→ **EXERCISE OBJECTIVE**
Copy the excerpt about the RIAA's hard drive inspection order from the words "In a nutshell, the" through "file sharing, right?", swapping "mirror image" for "exact copy" each time it appears.

→ **EXCERPT PROVIDED**
As if the idea of a private lobbying group who only thinks it’s a law enforcement agency prying into your hard drive isn’t chilling enough, the restrictions (in digest form) are a bit absurd.
In a nutshell, the RIAA gets to pick a forensics expert, and the defendant gets to cart their computer to the the RIAA’s lawyers’ offices. There, the expert makes a “mirror image” of the hard drive, where they will look for evidence of file sharing, or evidence that the drive has been wiped. Because, you know, if you wipe your hard drive of any data whatsoever, that automatically makes you guilty of file sharing, right?
There are certain restrictions to this order meant to “protect” the defendant. For instance, the forensics expert must sign a confidentiality agreement, must agree not to look at a bunch of “non-relevant” videos, documents and web page files or history, and the plaintiffs themselves are prohibited from accessing the hard disk or mirror image. But really, c’mon! Once you have a mirror image of your hard drive out there, what control really does the defendant have over that data once it leaves their sight?
There are other questions, too. For instance: what constitutes a “non-relevant” file? If a “forensic expert” wants to determine if a certain file is “relevant,” wouldn’t they have to examine it?
I work with confidential work documents all the time. If I delete them from my computer, I do so securely merely because I don’t want to take the chance my machine could get hacked, stolen, whatever, and confidential data belonging to others exposed. But that doesn’t mean I’m file sharing, nor does it mean I’m even eliminating potential incriminating “evidence.” It would seem, however, that the recording industry would immediately assume the worst.

→ **EXTRACTED DATA**
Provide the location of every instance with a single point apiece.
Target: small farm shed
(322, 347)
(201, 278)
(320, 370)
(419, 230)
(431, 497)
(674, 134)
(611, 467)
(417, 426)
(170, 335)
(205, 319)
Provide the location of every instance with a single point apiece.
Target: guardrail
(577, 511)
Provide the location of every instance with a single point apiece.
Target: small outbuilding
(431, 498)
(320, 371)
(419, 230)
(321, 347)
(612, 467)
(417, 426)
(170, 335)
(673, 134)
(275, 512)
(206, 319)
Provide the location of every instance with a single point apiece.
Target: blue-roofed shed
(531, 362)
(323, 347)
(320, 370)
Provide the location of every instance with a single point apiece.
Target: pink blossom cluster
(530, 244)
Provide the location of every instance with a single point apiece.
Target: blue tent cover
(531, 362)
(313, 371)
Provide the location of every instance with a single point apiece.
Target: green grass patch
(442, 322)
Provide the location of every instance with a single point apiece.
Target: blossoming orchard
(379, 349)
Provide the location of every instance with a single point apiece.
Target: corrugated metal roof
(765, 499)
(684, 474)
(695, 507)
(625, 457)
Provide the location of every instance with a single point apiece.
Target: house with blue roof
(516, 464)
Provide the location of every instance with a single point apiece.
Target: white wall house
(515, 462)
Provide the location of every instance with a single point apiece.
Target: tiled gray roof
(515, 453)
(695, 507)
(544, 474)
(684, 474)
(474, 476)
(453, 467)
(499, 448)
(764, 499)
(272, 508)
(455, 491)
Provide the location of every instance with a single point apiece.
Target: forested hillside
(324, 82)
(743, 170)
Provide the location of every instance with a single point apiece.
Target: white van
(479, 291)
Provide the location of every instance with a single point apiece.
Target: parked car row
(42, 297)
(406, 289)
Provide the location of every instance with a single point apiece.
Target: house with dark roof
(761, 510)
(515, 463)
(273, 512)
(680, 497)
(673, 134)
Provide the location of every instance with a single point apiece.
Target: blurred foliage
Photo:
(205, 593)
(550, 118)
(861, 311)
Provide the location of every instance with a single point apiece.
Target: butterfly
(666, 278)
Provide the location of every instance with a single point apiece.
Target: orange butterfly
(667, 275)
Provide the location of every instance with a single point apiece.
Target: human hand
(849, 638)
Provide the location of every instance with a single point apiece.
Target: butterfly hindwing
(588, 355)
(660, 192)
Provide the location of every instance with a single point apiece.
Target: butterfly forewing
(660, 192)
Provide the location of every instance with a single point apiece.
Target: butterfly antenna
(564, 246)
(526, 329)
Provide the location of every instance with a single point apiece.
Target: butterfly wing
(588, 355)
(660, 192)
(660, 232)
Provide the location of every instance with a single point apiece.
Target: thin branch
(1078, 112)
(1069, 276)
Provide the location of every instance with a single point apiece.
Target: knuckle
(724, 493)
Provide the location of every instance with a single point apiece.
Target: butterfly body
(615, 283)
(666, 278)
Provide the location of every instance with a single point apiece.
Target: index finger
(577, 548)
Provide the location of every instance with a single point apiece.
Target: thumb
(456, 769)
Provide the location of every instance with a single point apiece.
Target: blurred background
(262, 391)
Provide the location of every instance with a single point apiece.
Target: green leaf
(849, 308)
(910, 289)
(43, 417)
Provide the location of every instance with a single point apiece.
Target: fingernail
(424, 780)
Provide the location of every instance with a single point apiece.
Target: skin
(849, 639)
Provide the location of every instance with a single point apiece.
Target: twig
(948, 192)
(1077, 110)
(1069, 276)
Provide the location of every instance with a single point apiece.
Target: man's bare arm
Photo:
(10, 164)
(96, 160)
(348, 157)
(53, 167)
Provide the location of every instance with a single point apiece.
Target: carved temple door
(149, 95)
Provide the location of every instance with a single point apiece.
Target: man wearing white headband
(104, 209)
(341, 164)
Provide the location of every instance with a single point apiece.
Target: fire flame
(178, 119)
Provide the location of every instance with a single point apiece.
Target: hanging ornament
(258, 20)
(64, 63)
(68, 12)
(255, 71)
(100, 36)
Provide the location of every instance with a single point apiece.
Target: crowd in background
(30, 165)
---
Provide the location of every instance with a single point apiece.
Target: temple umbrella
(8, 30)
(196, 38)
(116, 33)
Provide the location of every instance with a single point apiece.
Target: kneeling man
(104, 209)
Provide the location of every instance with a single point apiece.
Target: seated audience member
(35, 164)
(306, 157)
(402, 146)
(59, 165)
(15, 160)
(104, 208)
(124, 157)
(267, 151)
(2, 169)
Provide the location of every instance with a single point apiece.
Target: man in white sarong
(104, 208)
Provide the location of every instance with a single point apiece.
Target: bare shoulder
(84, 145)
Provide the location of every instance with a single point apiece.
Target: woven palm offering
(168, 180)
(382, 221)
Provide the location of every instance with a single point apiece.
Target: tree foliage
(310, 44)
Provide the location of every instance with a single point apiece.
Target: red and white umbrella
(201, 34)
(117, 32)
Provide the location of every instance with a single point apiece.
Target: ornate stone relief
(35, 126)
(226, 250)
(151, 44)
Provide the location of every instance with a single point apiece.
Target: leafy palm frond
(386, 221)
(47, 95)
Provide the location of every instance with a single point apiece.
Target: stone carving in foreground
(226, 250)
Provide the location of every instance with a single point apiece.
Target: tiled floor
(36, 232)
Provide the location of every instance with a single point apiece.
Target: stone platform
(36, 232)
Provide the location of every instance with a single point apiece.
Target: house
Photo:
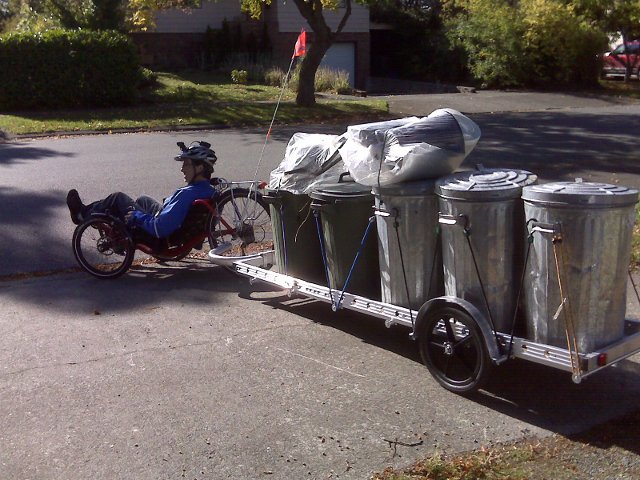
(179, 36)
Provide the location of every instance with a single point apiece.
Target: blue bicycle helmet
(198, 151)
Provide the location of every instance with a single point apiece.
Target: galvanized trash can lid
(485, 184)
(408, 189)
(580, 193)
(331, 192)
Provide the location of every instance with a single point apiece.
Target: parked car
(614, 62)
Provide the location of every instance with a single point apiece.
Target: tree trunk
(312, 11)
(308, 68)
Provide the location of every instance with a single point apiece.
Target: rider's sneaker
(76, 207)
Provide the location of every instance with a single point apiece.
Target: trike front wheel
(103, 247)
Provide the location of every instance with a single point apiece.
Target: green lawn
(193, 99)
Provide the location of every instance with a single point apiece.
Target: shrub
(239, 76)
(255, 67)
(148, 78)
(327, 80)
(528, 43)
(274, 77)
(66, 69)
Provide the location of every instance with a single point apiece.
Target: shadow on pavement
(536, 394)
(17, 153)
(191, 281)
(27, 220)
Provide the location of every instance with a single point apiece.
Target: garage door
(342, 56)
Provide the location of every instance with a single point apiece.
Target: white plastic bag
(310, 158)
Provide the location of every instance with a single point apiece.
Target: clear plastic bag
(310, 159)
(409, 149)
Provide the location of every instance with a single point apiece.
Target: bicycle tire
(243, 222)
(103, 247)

→ **RESPONSE BOX**
In a nutshell, the RIAA gets to pick a forensics expert, and the defendant gets to cart their computer to the the RIAA’s lawyers’ offices. There, the expert makes a “exact copy” of the hard drive, where they will look for evidence of file sharing, or evidence that the drive has been wiped. Because, you know, if you wipe your hard drive of any data whatsoever, that automatically makes you guilty of file sharing, right?